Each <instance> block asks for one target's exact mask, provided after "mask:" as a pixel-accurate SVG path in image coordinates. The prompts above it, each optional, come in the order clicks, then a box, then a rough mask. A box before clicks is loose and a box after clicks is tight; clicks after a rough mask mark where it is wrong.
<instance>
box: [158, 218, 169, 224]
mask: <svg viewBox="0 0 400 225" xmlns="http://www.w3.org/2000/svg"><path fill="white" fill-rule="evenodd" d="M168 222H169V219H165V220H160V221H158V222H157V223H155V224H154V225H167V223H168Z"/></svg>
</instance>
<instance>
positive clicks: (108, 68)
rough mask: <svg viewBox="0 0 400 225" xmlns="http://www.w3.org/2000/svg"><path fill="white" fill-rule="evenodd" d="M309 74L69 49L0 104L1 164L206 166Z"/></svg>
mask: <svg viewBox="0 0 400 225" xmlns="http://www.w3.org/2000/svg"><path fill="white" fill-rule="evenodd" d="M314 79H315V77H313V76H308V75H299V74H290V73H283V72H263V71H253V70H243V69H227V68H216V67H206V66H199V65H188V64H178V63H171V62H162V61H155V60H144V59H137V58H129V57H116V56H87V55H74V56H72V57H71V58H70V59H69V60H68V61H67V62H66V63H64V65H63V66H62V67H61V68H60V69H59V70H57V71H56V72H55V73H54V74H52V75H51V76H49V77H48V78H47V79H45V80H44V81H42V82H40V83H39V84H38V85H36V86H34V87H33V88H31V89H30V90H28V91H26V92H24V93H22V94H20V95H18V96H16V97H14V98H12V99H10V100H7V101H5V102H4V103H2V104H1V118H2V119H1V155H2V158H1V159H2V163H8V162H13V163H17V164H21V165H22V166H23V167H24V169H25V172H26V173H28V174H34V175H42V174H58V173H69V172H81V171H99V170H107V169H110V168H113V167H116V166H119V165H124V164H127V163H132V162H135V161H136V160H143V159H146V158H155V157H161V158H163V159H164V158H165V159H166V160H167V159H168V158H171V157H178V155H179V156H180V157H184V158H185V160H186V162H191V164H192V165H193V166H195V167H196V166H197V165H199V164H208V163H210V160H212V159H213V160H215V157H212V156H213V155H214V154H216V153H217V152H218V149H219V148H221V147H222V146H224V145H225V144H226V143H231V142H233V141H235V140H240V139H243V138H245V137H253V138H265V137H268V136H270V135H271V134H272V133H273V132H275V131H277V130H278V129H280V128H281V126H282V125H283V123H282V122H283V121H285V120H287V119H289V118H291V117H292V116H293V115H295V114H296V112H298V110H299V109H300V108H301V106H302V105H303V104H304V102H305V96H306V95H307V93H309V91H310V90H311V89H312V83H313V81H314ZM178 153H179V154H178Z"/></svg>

════════

◆ **Instruction**
Only this range is to be output: the line that contains "</instance>" through the last line of the records above, both inclusive.

◆ **Reply**
</instance>
<instance>
positive clicks: (108, 68)
rough mask: <svg viewBox="0 0 400 225" xmlns="http://www.w3.org/2000/svg"><path fill="white" fill-rule="evenodd" d="M309 74L69 49L0 104L1 164L206 166Z"/></svg>
mask: <svg viewBox="0 0 400 225" xmlns="http://www.w3.org/2000/svg"><path fill="white" fill-rule="evenodd" d="M314 79H315V77H313V76H308V75H299V74H290V73H283V72H263V71H253V70H243V69H227V68H216V67H206V66H199V65H188V64H178V63H171V62H162V61H155V60H144V59H137V58H129V57H116V56H87V55H74V56H72V57H71V58H70V59H69V60H68V61H67V62H66V63H64V65H63V66H62V67H61V68H60V69H59V70H57V71H56V72H55V73H54V74H52V75H51V76H49V77H48V78H47V79H45V80H44V81H42V82H40V83H39V84H38V85H36V86H34V87H33V88H31V89H30V90H28V91H26V92H24V93H22V94H20V95H18V96H16V97H14V98H12V99H10V100H7V101H5V102H4V103H2V104H1V118H2V119H1V155H2V158H1V159H2V163H8V162H13V163H17V164H21V165H22V166H23V167H24V169H25V172H26V173H28V174H34V175H42V174H58V173H69V172H81V171H99V170H107V169H110V168H113V167H116V166H119V165H124V164H127V163H132V162H135V161H136V160H143V159H146V158H155V157H161V158H163V159H164V158H165V159H166V160H167V159H168V158H171V157H178V155H179V156H180V157H184V158H185V160H186V162H191V164H192V165H193V166H195V167H196V166H197V165H199V164H208V163H210V160H212V159H213V160H215V157H212V156H213V155H214V154H216V153H217V152H218V149H219V148H221V147H222V146H224V145H225V144H226V143H231V142H233V141H235V140H240V139H243V138H245V137H253V138H265V137H268V136H270V135H271V134H272V133H273V132H275V131H277V130H278V129H280V128H281V126H282V125H283V123H282V122H283V121H285V120H287V119H289V118H291V117H292V116H293V115H295V114H296V112H298V110H299V109H300V108H301V106H302V105H303V104H304V102H305V96H306V95H307V93H309V91H310V90H311V89H312V83H313V81H314ZM178 153H179V154H178Z"/></svg>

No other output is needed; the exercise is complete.